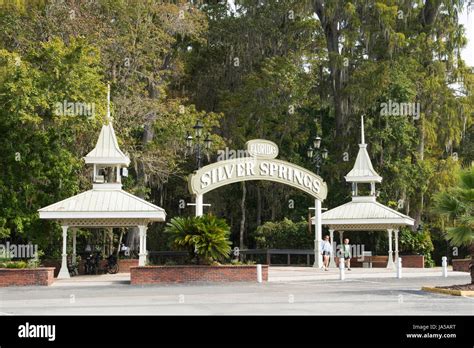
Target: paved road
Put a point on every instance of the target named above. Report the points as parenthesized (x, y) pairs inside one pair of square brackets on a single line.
[(289, 294)]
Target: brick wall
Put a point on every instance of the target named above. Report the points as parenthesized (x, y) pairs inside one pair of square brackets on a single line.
[(408, 261), (182, 274), (124, 265), (461, 265), (26, 276)]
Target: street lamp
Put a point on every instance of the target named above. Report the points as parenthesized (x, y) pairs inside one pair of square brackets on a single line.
[(199, 145), (316, 154)]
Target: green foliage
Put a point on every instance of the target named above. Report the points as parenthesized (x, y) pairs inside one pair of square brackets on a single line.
[(205, 236), (15, 264), (456, 204), (417, 243), (284, 234)]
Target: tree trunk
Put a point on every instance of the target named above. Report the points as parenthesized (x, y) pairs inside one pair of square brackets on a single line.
[(120, 242), (471, 264), (259, 206), (242, 221)]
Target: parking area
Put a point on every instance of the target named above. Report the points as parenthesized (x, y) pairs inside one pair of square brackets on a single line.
[(293, 290)]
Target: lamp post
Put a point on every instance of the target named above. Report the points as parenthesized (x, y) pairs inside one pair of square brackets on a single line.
[(199, 144), (316, 154)]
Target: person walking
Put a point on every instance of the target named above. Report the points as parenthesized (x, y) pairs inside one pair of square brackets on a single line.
[(346, 253), (326, 249)]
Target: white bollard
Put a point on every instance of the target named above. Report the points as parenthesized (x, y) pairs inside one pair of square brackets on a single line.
[(444, 263), (259, 273), (399, 268), (342, 275)]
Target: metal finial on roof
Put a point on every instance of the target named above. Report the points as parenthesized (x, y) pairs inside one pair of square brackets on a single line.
[(362, 130), (109, 118)]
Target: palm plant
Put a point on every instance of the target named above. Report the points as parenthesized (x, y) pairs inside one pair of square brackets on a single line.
[(457, 205), (206, 237)]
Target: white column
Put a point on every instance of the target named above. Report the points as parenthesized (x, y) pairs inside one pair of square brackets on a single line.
[(119, 178), (142, 252), (74, 247), (199, 205), (396, 246), (390, 263), (64, 272), (318, 235), (332, 261)]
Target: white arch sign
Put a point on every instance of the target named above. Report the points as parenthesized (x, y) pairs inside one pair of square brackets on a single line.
[(260, 164)]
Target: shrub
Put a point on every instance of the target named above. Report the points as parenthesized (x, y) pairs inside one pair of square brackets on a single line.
[(17, 264), (205, 237), (417, 243), (284, 234)]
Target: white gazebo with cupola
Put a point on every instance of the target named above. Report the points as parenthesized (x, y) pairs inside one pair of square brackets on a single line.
[(106, 205), (364, 213)]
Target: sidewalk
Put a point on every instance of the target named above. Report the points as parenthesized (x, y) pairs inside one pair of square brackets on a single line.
[(291, 274)]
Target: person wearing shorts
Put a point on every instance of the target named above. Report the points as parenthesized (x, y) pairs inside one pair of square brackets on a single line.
[(326, 250), (346, 250)]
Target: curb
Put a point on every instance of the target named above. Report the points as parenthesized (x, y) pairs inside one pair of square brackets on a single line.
[(448, 292)]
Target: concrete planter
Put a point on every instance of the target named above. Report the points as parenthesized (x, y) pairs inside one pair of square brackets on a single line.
[(461, 265), (41, 276), (184, 274)]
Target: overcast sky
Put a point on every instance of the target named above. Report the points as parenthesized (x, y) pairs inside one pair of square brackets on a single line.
[(467, 19)]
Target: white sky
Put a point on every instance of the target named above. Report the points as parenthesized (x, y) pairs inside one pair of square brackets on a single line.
[(467, 19)]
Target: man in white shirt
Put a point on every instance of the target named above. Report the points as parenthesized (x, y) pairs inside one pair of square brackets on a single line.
[(326, 250)]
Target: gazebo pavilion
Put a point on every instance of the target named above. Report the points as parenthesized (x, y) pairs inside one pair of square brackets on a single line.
[(106, 205), (364, 213)]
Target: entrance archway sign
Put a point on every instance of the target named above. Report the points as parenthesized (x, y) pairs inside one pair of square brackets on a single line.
[(260, 165)]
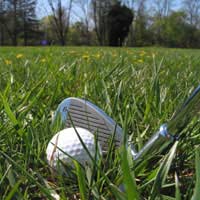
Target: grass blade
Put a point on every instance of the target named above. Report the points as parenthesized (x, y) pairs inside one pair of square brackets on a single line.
[(196, 194)]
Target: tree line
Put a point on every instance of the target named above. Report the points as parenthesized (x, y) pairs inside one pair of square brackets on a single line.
[(102, 22)]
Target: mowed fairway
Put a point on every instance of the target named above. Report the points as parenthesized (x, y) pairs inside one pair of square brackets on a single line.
[(138, 87)]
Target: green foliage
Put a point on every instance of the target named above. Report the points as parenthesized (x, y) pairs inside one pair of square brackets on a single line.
[(139, 88), (119, 20)]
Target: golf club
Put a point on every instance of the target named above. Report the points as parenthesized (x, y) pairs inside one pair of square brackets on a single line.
[(86, 115), (82, 113)]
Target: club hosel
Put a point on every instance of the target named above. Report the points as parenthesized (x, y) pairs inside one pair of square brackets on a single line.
[(157, 142)]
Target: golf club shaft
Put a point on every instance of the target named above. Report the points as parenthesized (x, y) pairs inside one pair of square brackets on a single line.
[(168, 132)]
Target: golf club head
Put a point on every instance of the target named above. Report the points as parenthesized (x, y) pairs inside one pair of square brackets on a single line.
[(76, 112)]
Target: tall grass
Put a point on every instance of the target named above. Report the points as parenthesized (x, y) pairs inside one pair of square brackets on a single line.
[(139, 88)]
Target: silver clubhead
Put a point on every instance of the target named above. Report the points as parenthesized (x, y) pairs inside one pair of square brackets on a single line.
[(82, 113)]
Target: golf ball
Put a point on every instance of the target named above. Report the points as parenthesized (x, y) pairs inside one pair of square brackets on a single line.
[(66, 144)]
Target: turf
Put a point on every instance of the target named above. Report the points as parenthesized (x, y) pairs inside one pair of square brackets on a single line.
[(139, 87)]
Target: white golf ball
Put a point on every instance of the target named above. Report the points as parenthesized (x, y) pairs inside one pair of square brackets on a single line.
[(66, 144)]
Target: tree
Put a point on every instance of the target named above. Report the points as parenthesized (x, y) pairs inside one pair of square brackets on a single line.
[(61, 19), (28, 19), (162, 9), (100, 9), (84, 17), (17, 17), (119, 20), (140, 24)]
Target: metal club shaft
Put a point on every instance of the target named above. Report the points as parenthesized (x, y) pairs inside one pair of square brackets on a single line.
[(167, 132)]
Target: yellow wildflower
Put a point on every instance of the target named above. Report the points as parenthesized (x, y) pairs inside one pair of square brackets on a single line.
[(19, 55), (8, 62)]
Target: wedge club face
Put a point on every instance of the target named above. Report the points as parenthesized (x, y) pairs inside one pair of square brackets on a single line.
[(76, 112)]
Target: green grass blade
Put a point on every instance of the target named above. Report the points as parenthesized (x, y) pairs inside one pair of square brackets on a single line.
[(129, 178), (162, 172), (196, 194), (11, 115), (81, 181), (178, 193)]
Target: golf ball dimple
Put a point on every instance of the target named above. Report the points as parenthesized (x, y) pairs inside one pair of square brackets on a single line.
[(66, 144)]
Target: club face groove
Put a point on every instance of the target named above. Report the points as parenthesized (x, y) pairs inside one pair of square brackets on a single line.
[(81, 113)]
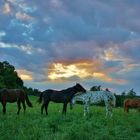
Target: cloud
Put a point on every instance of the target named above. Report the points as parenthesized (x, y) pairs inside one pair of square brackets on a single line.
[(6, 9), (25, 75), (23, 16)]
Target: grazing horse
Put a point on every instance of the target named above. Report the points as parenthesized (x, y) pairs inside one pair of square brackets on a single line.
[(14, 95), (131, 103), (62, 96), (94, 97)]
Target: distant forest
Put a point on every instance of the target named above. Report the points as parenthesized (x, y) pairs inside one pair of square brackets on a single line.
[(9, 79)]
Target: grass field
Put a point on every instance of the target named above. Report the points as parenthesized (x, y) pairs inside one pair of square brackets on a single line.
[(73, 126)]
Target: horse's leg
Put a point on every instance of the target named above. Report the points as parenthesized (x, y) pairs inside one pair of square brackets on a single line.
[(46, 107), (107, 108), (85, 108), (4, 107), (64, 108), (19, 106), (24, 106), (42, 108), (127, 109)]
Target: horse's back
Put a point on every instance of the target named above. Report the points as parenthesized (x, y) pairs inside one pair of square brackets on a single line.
[(12, 95)]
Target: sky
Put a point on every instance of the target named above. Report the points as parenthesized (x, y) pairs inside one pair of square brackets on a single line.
[(57, 43)]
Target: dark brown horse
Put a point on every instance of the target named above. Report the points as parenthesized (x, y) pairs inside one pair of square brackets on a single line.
[(14, 95), (131, 103), (64, 96)]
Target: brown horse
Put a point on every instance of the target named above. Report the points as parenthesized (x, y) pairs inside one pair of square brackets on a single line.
[(131, 103), (14, 95)]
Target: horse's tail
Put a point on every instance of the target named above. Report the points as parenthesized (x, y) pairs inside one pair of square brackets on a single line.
[(40, 98), (28, 101)]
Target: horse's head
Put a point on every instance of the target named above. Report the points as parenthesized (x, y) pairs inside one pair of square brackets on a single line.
[(79, 88)]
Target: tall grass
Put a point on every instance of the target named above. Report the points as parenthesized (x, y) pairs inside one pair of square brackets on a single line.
[(73, 126)]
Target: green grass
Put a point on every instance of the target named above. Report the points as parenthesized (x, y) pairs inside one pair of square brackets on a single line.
[(73, 126)]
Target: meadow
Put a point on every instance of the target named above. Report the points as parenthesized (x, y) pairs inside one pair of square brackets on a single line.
[(74, 126)]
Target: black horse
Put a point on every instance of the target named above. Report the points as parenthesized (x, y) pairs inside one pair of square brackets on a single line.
[(63, 96), (14, 95)]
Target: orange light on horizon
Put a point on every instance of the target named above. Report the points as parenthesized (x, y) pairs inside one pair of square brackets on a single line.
[(80, 69), (25, 75)]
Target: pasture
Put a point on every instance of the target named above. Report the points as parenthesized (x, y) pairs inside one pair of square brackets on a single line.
[(74, 126)]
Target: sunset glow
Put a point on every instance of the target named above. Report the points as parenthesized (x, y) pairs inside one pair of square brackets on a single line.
[(25, 75)]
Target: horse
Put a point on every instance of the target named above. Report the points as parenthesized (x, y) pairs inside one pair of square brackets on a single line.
[(14, 95), (131, 103), (94, 97), (62, 96)]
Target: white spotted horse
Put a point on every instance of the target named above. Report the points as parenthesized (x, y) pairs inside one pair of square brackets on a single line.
[(95, 97)]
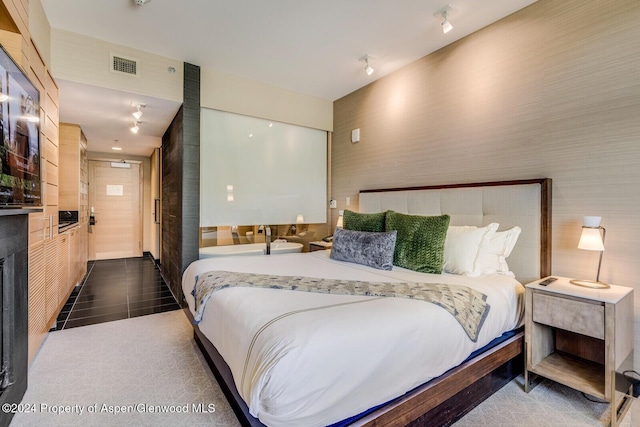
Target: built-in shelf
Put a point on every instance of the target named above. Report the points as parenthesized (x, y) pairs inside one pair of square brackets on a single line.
[(574, 372), (579, 337)]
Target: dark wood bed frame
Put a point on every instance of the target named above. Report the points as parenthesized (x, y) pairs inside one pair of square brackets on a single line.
[(445, 399)]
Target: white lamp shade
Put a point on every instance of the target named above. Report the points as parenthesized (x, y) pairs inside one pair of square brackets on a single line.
[(591, 240), (591, 221)]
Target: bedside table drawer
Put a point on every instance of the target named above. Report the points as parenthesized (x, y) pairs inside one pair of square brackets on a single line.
[(575, 316)]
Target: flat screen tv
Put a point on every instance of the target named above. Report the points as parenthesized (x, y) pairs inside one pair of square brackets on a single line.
[(20, 184)]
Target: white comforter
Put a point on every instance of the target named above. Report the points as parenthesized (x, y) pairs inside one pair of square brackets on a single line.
[(314, 359)]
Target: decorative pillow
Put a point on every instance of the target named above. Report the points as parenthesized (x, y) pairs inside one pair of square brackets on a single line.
[(364, 247), (494, 250), (420, 245), (373, 222), (462, 247)]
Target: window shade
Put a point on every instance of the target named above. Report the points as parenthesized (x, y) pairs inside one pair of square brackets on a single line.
[(255, 171)]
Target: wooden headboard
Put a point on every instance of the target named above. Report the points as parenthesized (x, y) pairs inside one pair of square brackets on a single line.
[(525, 203)]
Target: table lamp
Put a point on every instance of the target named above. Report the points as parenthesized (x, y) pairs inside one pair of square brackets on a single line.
[(592, 240)]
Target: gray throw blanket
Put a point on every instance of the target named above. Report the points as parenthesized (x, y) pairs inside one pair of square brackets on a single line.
[(467, 305)]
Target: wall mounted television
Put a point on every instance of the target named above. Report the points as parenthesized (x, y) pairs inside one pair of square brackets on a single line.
[(20, 173)]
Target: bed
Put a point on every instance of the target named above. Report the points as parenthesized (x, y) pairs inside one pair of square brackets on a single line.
[(290, 358)]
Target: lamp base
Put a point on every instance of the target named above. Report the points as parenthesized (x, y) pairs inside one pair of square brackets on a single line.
[(589, 284)]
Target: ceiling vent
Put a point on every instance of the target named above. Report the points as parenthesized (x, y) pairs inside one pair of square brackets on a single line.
[(121, 65)]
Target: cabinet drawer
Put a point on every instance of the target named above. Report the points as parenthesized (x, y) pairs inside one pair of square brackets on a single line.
[(576, 316)]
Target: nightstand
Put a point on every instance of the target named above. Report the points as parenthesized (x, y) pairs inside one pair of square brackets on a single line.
[(579, 337), (319, 246)]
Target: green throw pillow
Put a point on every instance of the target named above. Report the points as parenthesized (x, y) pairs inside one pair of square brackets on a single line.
[(420, 241), (363, 222)]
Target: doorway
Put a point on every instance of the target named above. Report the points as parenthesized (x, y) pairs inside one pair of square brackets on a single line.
[(115, 200)]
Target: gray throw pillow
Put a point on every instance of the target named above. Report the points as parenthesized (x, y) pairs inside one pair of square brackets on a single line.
[(364, 247)]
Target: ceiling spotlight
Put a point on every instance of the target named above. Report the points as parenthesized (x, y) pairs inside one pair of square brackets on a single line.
[(446, 25), (367, 68), (444, 14), (137, 114)]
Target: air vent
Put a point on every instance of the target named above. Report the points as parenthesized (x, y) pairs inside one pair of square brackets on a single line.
[(122, 65)]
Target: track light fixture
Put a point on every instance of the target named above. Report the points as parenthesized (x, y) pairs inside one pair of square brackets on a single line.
[(367, 68), (446, 25), (137, 114), (444, 14)]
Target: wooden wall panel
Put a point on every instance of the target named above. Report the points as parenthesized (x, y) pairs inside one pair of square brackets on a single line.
[(37, 297), (550, 91)]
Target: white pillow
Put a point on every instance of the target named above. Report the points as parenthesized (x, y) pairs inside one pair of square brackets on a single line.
[(494, 250), (461, 248)]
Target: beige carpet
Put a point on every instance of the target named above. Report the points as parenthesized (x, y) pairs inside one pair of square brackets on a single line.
[(128, 366), (548, 405), (135, 365)]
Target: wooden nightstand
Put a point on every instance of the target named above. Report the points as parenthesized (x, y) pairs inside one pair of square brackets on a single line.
[(579, 337), (319, 246)]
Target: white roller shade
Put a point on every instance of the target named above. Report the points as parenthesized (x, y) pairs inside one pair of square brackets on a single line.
[(254, 171)]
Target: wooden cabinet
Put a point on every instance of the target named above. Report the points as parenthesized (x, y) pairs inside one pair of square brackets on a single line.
[(579, 337), (74, 195), (74, 172)]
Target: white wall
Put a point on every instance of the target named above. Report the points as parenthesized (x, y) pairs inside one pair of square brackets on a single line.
[(227, 92), (83, 59)]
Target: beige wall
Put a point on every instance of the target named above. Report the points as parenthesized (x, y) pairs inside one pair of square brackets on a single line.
[(550, 91), (40, 30), (83, 59), (147, 205), (226, 92)]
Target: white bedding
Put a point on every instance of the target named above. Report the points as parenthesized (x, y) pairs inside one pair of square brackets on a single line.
[(314, 359)]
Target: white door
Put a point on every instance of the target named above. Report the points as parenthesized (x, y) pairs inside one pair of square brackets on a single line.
[(115, 200)]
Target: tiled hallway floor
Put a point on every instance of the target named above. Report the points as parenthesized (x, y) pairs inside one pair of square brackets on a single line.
[(117, 289)]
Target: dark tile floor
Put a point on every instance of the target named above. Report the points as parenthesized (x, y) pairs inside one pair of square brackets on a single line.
[(117, 289)]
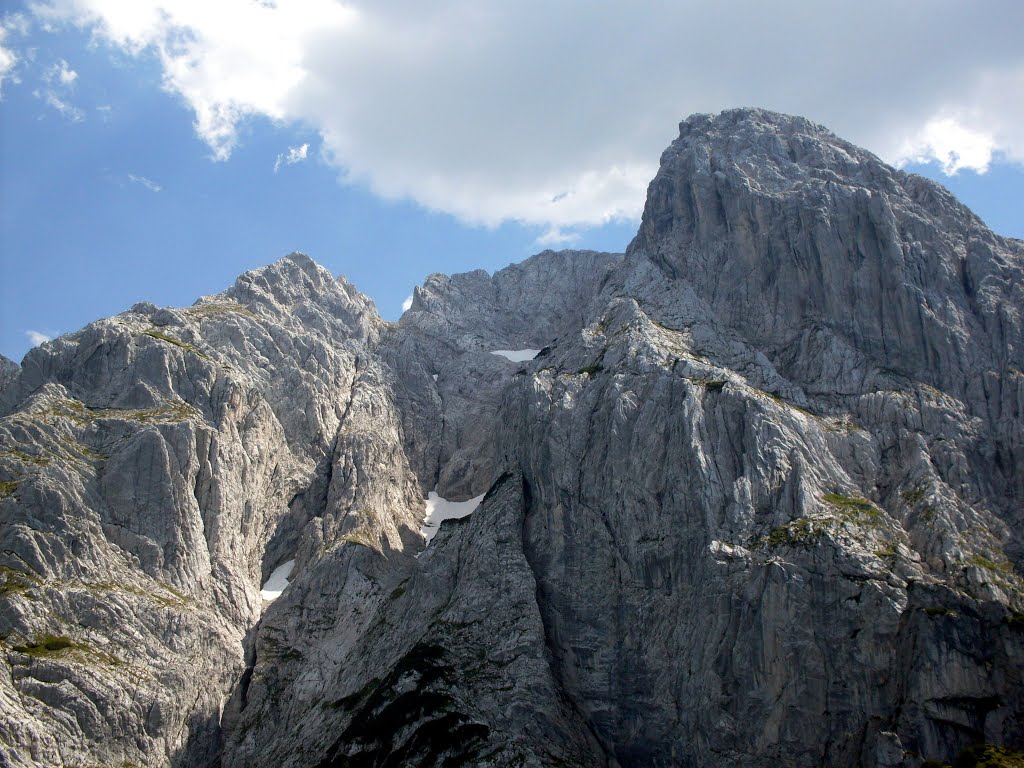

| REQUIREMENT |
Write out everything from the line containing "Target: tiled hallway floor" down to the end of the items, both ends included and requests kept, scaling each coordinate in the answers by 1.7 and rounding to whole numbers with halves going up. Leave out the pictures.

| OUTPUT FOR THIS EXERCISE |
Target: tiled hallway floor
Put a point on every instance of the target named above. Report the points as parenthesized (x, y) pairs inside one pair of square brackets on a single line.
[(199, 491)]
Target: dark tile floor
Put a point on every instance of the target named above. Report the points as parenthesized (x, y) pairs inside one pair of square brackets on a single line.
[(199, 491)]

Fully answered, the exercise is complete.